■ Task prompt
Copy out the complete listing, word for word.

::: Records to process :::

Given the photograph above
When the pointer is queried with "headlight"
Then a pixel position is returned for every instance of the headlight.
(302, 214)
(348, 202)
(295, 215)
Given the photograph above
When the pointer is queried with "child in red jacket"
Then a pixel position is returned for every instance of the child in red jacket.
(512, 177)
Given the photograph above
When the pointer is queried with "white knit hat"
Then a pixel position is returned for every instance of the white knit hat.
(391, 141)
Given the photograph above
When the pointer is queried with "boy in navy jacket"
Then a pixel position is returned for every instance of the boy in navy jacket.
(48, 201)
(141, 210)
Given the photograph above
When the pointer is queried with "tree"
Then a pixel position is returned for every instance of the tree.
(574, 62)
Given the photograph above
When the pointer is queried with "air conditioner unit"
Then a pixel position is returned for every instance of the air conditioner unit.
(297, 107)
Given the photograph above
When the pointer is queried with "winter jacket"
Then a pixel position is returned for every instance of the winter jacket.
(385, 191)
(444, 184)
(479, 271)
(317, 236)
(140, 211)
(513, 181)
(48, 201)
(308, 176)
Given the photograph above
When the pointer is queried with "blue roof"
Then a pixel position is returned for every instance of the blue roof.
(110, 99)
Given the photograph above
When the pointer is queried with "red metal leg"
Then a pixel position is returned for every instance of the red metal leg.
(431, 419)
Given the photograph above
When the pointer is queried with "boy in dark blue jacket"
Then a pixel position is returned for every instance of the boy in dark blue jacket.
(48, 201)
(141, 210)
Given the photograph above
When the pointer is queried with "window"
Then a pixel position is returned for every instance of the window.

:::

■ Output
Given the photograph above
When the pointer is queried with "headlight"
Then a pixel position is returned for every instance of the headlight.
(302, 214)
(348, 202)
(295, 215)
Given the photograph above
When the pointer is queried with "child in red jacket"
Then a pixel position is returned for every instance of the child in red jacket.
(512, 177)
Given the photograph above
When the pointer is queried with "white knit hat"
Then a pixel position is returned for every instance of the white knit hat.
(391, 141)
Given the photograph above
When the pointer is queried with "boy in navy jacket"
Then a pixel position is returned for every instance of the boy in navy jacket.
(48, 201)
(141, 210)
Given the photograph above
When the pointer is queried with "tree"
Then a pixel position is returned for every instance of the tree.
(574, 62)
Given the photograph above
When the pointer is queried with "air conditioner unit"
Then a pixel position is returned for every instance of the air conditioner unit.
(297, 107)
Given the photograph above
When the pointer is queried with "winter jacket"
Then a pixel position is returned for every instance of the winter jacket.
(385, 191)
(444, 184)
(479, 271)
(317, 236)
(140, 211)
(513, 181)
(48, 201)
(308, 176)
Given the photograph above
When the pointer is queried with "blue roof"
Then a pixel position is returned for every instance of the blue roof.
(110, 99)
Given the photograph above
When the pointer is queried with "red metal leg"
Then a pixel position is returned for every instance of the red metal leg.
(431, 419)
Given the photograph above
When the pointer is queried with "boy in dark blue jacket"
Then a pixel position is returned for every instance of the boy in dark blue jacket.
(48, 201)
(141, 210)
Given the photograph above
When the pointer is queried with "window"
Then a pixel position is returned for every instance of the window.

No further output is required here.